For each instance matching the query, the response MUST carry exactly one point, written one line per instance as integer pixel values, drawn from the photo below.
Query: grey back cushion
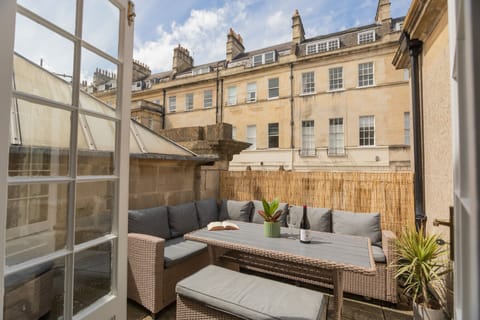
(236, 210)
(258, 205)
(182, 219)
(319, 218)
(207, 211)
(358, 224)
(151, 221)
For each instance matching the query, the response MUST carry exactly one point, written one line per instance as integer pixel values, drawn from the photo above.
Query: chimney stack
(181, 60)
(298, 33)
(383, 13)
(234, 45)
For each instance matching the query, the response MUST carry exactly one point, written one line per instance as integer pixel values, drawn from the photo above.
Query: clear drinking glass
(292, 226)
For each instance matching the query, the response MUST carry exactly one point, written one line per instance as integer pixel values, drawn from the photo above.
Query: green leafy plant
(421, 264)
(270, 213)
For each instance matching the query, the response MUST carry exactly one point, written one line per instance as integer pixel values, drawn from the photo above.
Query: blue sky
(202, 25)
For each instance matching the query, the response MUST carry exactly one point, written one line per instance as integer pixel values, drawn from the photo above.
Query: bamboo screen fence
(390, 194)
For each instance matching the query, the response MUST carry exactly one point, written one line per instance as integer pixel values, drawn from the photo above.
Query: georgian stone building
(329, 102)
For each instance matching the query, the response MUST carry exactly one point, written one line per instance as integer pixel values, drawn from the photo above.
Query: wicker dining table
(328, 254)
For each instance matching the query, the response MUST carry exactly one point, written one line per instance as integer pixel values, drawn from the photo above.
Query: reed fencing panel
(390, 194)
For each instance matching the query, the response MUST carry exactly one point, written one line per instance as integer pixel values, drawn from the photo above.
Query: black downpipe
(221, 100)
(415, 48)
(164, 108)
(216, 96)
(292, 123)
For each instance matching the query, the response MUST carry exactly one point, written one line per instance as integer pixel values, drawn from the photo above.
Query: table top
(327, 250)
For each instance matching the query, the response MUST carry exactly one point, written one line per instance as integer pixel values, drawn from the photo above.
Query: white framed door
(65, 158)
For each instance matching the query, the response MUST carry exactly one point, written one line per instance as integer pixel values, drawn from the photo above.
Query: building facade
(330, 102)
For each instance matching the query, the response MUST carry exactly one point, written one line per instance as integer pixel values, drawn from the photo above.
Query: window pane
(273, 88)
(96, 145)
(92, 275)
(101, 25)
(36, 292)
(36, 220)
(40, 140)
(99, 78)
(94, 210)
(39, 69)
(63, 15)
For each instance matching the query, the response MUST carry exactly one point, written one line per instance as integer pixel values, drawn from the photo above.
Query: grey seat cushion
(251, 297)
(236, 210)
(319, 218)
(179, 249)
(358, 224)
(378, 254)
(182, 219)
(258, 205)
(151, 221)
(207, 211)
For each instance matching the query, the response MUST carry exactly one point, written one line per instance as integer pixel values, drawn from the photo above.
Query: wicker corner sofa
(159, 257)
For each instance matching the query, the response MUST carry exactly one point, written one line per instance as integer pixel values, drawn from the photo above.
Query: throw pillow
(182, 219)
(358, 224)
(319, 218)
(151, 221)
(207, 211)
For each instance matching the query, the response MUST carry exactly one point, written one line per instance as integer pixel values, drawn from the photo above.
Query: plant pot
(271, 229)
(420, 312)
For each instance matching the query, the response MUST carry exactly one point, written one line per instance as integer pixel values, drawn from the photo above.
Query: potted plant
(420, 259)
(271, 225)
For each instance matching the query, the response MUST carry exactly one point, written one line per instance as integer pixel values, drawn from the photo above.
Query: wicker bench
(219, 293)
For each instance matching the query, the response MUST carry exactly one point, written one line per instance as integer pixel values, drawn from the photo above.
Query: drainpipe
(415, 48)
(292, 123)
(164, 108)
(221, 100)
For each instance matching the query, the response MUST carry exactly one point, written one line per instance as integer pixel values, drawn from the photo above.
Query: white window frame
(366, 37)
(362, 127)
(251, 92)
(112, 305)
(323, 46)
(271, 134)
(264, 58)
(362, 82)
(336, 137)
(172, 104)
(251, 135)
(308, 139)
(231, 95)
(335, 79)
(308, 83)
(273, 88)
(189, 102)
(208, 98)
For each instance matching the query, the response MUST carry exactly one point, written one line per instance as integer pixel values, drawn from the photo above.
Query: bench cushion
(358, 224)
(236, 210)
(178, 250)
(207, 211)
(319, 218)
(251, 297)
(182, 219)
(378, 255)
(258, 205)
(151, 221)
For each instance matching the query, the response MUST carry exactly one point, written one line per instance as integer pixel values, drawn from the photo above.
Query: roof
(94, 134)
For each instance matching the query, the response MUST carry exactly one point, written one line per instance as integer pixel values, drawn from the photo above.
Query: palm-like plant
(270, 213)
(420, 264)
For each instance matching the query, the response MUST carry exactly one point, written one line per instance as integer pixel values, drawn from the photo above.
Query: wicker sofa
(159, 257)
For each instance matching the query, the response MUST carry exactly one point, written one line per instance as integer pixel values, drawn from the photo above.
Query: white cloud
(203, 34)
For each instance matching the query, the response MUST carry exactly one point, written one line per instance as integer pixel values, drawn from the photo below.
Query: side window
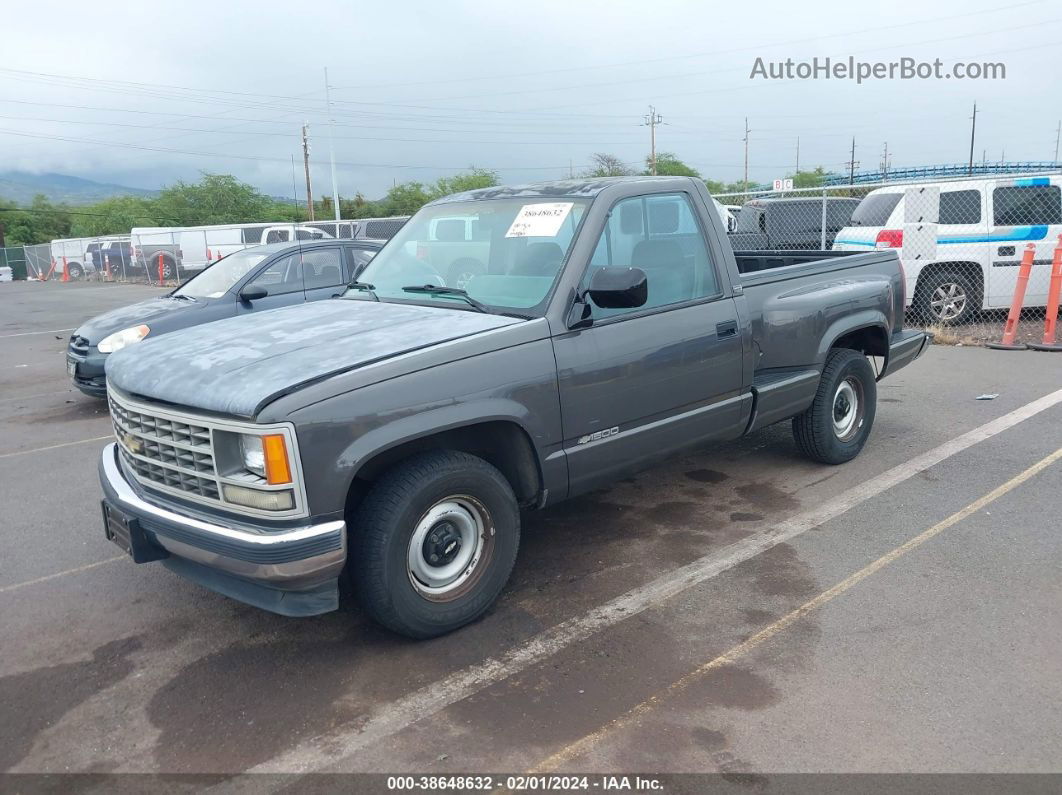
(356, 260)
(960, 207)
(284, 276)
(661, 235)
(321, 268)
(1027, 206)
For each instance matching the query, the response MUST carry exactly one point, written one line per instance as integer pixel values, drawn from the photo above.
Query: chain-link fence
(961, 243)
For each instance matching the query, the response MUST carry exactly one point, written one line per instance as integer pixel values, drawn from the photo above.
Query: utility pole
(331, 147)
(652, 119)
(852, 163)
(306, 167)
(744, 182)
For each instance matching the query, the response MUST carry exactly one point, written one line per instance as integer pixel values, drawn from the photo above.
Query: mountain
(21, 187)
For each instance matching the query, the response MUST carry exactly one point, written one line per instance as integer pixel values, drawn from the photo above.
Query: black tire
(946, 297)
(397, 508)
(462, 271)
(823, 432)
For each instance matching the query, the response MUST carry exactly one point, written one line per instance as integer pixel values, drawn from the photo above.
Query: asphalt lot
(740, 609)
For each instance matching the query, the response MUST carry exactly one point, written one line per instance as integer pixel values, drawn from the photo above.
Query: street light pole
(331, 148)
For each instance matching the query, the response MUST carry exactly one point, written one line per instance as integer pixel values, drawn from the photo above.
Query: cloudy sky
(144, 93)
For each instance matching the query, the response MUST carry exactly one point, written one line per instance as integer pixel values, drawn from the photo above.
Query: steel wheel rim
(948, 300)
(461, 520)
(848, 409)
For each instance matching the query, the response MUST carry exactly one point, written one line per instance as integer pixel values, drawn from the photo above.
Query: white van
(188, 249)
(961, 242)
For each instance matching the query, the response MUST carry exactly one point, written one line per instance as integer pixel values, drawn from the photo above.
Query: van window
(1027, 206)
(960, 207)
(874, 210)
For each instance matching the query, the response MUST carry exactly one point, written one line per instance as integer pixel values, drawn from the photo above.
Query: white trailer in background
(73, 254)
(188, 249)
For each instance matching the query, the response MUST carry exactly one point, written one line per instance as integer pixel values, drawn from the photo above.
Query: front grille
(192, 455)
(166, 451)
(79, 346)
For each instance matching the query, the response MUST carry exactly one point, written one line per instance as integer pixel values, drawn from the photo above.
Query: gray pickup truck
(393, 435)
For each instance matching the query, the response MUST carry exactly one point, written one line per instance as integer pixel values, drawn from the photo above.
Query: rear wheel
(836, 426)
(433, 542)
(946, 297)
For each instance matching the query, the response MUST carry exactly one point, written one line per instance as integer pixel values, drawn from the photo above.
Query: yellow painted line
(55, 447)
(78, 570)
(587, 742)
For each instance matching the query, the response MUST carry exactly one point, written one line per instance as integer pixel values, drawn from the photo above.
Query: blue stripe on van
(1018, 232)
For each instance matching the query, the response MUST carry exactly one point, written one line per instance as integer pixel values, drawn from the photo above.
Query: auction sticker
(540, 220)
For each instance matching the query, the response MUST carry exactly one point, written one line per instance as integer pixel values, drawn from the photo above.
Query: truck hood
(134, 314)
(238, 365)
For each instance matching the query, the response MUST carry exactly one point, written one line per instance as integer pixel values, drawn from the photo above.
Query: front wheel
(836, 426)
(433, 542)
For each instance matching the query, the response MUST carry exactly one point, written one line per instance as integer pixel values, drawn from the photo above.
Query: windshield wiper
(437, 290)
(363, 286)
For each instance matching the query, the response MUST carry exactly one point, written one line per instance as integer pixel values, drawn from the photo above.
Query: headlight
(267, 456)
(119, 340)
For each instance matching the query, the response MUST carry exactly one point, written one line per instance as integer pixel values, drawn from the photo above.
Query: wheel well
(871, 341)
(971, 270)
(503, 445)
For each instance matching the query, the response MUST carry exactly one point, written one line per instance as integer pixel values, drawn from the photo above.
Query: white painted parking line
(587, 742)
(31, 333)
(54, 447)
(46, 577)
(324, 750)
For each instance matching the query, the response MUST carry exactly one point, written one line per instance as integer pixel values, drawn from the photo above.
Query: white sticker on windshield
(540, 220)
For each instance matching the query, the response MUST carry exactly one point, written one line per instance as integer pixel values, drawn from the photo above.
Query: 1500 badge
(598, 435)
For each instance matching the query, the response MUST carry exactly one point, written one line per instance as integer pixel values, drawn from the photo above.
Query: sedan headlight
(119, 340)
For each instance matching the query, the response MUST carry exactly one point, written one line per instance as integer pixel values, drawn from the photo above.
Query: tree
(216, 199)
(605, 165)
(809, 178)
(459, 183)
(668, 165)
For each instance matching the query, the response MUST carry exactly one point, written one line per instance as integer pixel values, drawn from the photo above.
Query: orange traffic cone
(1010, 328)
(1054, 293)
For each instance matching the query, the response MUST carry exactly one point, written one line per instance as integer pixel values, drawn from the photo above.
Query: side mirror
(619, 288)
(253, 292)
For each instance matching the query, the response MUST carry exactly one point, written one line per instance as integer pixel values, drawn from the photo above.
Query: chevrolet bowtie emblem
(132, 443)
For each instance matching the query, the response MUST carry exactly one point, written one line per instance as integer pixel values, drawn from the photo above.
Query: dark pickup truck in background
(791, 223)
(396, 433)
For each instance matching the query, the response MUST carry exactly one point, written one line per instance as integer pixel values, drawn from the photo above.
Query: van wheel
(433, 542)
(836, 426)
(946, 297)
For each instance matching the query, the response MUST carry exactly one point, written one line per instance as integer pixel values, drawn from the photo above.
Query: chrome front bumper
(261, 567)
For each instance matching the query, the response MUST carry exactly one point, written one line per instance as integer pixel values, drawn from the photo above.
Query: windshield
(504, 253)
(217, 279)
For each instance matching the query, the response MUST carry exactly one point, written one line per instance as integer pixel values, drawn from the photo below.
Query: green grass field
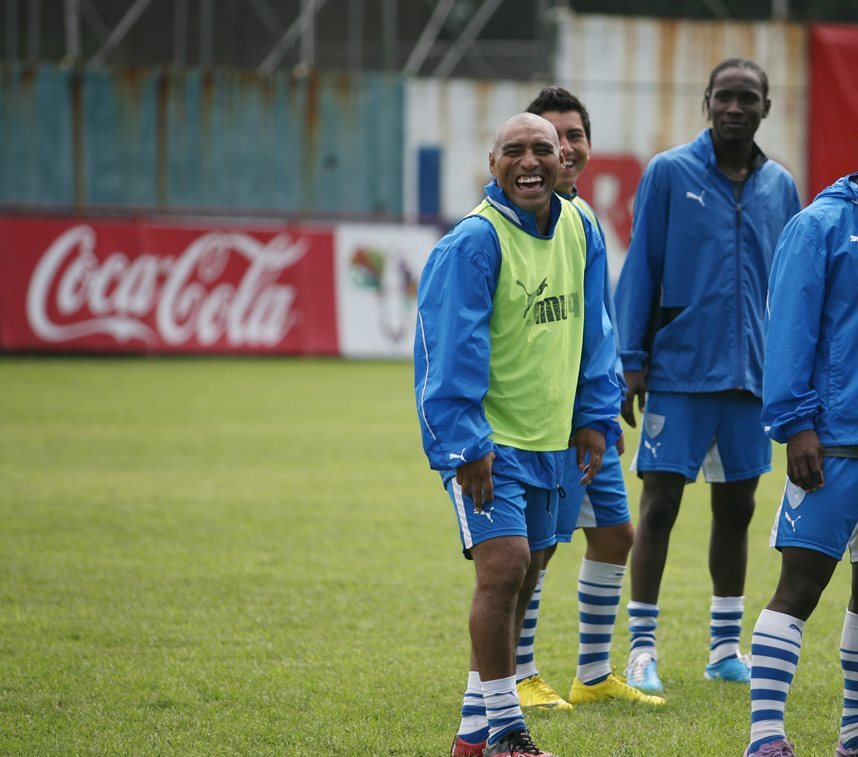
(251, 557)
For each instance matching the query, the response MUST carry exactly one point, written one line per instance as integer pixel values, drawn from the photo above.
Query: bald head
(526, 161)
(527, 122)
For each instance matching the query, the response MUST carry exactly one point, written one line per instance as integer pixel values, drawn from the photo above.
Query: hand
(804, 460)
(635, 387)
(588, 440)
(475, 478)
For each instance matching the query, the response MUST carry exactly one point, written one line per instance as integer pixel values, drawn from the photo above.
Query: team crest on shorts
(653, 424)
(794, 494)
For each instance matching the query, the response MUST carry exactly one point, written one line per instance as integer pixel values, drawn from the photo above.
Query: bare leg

Task instructions. Starting at the line with "Query: team crest on shorts", retype each line through the final one in the data above, unchanged and with nothing added.

Solution to the exercise.
Query: team crest on shorts
(653, 424)
(794, 494)
For each instance matching the query, the response MUST carry exactly one point, written one line per instance as integer pixel values, drawn from the photo above.
Query: bare leg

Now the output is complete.